Top of RECORDS FOR THIS EXERCISE

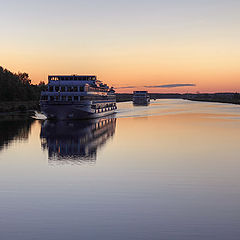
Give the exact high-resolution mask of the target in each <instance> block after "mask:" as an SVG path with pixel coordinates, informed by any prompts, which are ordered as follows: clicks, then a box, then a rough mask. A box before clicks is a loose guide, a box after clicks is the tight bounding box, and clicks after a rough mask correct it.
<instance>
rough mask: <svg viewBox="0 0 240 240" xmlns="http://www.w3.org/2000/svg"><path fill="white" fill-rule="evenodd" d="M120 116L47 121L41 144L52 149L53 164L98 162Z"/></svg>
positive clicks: (50, 152) (41, 130)
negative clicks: (57, 120) (119, 116)
mask: <svg viewBox="0 0 240 240" xmlns="http://www.w3.org/2000/svg"><path fill="white" fill-rule="evenodd" d="M115 128H116V118H109V119H94V120H84V121H45V122H43V123H42V127H41V134H40V137H41V145H42V148H43V149H47V150H48V159H49V163H53V164H65V163H70V164H83V163H89V164H94V163H95V162H96V158H97V151H98V150H99V149H100V148H101V147H102V146H103V145H104V144H105V143H106V142H107V141H108V140H109V139H110V138H111V137H113V135H114V133H115Z"/></svg>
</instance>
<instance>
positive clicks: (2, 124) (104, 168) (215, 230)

Bottom of RECORDS FOR THIS EXERCISE

(TASK TO CARRY OUT): Reproduce all the rows with every "rough mask" switched to "coarse mask" and nothing else changed. Leave the pictures out of your answer.

(TASK SOLUTION):
Give the exact high-resolution mask of the target in each <instance> block after "mask:" as an SVG path with pixel coordinates, informed by any prompts, which are ordered as follows: clicks, then a box, then a coarse mask. A box before clicks is a loose guide, a box after clicks is the tight bounding box, and clicks after a coarse mask correct it.
<instance>
coarse mask: <svg viewBox="0 0 240 240" xmlns="http://www.w3.org/2000/svg"><path fill="white" fill-rule="evenodd" d="M120 116L47 121L41 144L52 149L53 164L98 162Z"/></svg>
positive clicks: (50, 152) (41, 130)
negative clicks: (57, 120) (119, 116)
mask: <svg viewBox="0 0 240 240" xmlns="http://www.w3.org/2000/svg"><path fill="white" fill-rule="evenodd" d="M115 128H116V118H109V119H94V120H84V121H45V122H43V123H42V127H41V134H40V137H41V145H42V148H43V149H47V150H48V159H49V163H53V164H65V163H70V164H83V163H89V164H94V163H95V162H96V158H97V151H98V150H99V149H100V148H101V147H102V146H103V145H104V144H105V143H106V142H107V141H108V140H109V139H110V138H111V137H113V135H114V133H115Z"/></svg>
</instance>
<instance>
positive clicks: (2, 124) (104, 168) (215, 230)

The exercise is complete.